◆ **CONSIGNE DONNÉE A**: Dans l'extrait sur les droits linguistiques au Canada, qui présidait la commission royale d'enquête sur le bilinguisme et le biculturalisme ?

◆ **EXTRAIT DU DOCUMENT**:
################

OTTAWA – Dans les années 1960, la Commission royale d’enquête sur le bilinguisme et le biculturalisme donne une nouvelle impulsion aux droits linguistiques. Le tout quelques années après le sentiment de persécution ressenti par les francophones avec les différentes crises scolaires. 

BENJAMIN VACHET
bvachet@tfo.org | @BVachet

Avant la Loi sur les langues officielles (LLO) de 1969, le français au niveau fédéral n’avait que peu de place, rappelle le politologue de l’Université d’Ottawa, Martin Normand.

« On le trouvait sur les timbres et les billets de banque, c’était surtout symbolique. »

La mise en place de la commission présidée par André Laurendeau et Davidson Dunton intervient dans un contexte de crise existentielle.

« Il fallait faire en sorte que la communauté francophone se sente chez elle au Canada », explique le professeur de droit du Nouveau-Brunswick, Michel Doucet.

Les recommandations de la commission ne font pas l’unanimité, surtout à l’Ouest. Elles débouchent sur la création de la LLO qui reconnaît le français et l’anglais comme langues officielles du Canada, donne le droit de recevoir des services du gouvernement fédéral dans les deux langues et crée le Commissariat aux langues officielles (CLO).

################

◆ **Entrées d'un jeu de données**:

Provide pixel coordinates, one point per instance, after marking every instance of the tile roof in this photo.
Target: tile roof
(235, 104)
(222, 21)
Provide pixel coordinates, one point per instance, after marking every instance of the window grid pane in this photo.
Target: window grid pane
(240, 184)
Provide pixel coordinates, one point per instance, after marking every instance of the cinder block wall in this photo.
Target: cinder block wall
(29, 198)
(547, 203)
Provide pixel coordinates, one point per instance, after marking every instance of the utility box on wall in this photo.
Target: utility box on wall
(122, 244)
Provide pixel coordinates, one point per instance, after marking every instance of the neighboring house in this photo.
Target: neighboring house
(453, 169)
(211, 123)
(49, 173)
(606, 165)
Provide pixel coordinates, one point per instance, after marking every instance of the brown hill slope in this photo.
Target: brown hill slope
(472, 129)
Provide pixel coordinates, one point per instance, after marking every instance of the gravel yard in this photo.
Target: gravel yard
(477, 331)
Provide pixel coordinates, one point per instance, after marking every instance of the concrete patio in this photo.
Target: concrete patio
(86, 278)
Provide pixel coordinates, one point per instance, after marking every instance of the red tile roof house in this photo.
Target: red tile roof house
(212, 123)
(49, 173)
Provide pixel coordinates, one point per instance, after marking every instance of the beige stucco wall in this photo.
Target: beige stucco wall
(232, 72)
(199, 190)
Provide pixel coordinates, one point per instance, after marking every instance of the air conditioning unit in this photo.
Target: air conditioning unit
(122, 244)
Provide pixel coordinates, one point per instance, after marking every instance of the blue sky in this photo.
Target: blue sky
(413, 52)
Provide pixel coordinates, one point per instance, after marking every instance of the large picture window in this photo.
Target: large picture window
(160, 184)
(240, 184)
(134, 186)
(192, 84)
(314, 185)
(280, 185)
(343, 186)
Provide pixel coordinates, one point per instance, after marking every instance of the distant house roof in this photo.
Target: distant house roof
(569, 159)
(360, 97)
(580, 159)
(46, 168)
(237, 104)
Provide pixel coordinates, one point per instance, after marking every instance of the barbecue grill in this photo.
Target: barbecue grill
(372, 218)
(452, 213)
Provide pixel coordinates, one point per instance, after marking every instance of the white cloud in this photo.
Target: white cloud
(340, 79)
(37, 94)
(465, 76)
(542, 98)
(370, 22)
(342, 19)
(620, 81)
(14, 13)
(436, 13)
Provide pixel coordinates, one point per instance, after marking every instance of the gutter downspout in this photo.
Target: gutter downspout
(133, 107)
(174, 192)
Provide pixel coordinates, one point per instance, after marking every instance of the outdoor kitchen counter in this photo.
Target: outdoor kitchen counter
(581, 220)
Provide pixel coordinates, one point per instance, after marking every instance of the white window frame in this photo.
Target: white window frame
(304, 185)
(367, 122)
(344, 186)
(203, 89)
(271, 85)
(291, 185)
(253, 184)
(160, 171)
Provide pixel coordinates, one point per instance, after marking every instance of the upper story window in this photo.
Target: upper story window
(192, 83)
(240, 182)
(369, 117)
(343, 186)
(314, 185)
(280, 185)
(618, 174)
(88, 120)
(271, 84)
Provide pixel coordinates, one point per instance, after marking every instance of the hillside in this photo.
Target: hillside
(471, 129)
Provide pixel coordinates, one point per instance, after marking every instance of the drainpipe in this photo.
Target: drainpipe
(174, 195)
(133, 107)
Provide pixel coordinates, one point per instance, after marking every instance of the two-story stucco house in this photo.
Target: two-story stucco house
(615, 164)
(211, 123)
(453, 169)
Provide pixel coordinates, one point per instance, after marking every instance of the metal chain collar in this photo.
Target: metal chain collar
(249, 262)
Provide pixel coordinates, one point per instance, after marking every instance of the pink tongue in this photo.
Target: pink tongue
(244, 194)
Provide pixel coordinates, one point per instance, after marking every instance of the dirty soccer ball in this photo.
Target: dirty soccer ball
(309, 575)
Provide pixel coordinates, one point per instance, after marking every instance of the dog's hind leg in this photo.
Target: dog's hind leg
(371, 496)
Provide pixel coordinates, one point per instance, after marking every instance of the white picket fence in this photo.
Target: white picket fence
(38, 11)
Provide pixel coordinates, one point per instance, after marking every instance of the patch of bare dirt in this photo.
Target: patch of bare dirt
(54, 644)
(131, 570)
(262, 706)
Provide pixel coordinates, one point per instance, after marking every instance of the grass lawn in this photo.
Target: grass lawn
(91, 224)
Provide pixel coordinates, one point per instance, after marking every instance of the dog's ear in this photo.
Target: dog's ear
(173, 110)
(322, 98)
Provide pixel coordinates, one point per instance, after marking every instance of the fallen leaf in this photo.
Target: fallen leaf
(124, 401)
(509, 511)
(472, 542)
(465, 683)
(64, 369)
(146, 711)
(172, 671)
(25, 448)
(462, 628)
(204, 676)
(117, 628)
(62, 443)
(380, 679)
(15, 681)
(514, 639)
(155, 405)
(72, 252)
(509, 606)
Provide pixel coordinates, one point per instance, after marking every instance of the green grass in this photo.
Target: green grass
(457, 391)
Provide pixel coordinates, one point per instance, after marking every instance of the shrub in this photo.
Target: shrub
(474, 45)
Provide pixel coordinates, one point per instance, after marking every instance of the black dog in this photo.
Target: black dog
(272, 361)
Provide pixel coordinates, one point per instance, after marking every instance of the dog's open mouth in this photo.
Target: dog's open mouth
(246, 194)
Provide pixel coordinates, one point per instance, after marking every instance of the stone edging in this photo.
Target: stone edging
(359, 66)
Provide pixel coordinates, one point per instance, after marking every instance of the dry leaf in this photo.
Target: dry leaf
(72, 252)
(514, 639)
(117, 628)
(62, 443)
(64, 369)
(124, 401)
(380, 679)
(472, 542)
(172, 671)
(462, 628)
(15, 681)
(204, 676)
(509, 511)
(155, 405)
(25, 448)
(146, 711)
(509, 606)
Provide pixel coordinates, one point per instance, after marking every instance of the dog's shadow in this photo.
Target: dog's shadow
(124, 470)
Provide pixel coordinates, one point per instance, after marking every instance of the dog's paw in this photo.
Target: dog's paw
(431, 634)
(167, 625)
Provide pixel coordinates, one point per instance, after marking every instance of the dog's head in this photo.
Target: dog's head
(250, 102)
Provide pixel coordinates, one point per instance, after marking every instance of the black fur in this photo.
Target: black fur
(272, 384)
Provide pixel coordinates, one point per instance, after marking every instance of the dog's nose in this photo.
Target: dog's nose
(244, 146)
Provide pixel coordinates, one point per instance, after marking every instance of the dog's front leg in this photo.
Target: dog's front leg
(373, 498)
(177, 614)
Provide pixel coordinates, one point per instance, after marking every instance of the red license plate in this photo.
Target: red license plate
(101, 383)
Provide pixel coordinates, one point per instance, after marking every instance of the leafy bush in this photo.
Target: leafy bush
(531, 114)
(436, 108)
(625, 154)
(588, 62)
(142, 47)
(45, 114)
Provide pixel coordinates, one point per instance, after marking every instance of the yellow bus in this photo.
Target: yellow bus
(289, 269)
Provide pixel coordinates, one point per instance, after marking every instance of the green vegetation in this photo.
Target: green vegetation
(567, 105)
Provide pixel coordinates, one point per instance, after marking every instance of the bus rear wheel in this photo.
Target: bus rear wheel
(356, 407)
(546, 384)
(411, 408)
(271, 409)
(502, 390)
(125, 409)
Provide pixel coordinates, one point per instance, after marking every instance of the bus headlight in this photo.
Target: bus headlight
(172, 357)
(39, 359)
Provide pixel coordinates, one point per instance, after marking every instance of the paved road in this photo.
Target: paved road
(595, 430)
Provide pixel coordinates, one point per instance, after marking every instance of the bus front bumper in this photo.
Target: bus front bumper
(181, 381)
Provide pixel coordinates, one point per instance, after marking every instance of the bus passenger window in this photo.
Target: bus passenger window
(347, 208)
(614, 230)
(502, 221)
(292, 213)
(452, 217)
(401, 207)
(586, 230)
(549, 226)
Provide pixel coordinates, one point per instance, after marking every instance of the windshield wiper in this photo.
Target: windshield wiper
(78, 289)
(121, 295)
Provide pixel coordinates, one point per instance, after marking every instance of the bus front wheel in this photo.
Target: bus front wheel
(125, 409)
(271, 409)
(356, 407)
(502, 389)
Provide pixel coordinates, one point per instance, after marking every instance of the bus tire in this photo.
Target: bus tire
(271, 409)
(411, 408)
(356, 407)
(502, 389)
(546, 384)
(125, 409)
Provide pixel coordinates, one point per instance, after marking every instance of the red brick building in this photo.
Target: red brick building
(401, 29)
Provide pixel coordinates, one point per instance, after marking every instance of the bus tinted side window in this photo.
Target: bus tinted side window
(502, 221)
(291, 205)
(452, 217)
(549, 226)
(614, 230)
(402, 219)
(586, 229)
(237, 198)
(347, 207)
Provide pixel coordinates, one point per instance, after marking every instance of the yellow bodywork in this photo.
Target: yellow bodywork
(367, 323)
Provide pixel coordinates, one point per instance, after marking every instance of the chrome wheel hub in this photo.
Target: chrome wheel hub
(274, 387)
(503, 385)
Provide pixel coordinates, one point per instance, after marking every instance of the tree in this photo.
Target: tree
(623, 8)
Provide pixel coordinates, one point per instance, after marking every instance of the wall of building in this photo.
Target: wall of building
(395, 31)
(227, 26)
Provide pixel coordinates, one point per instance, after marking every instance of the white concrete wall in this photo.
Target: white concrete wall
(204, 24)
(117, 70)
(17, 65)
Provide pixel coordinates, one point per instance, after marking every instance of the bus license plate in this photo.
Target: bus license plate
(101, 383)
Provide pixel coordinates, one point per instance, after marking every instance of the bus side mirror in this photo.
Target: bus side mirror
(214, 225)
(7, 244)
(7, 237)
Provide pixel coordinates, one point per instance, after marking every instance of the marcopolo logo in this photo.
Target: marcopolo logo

################

◆ **CONSIGNE DONNÉE B**: Recopiez à l'identique, s'il vous plaît, les lignes de la liste qui vont de celle contenant « logo in this photo. » jusqu'à la fin de la liste, ces deux bornes incluses.

◆ **RÉPONSE RÉDIGÉE A**: André Laurendeau et Davidson Dunton.

◆ **RÉPONSE RÉDIGÉE B**:
Provide pixel coordinates, one point per instance, after marking every instance of the marcopolo logo in this photo.
Target: marcopolo logo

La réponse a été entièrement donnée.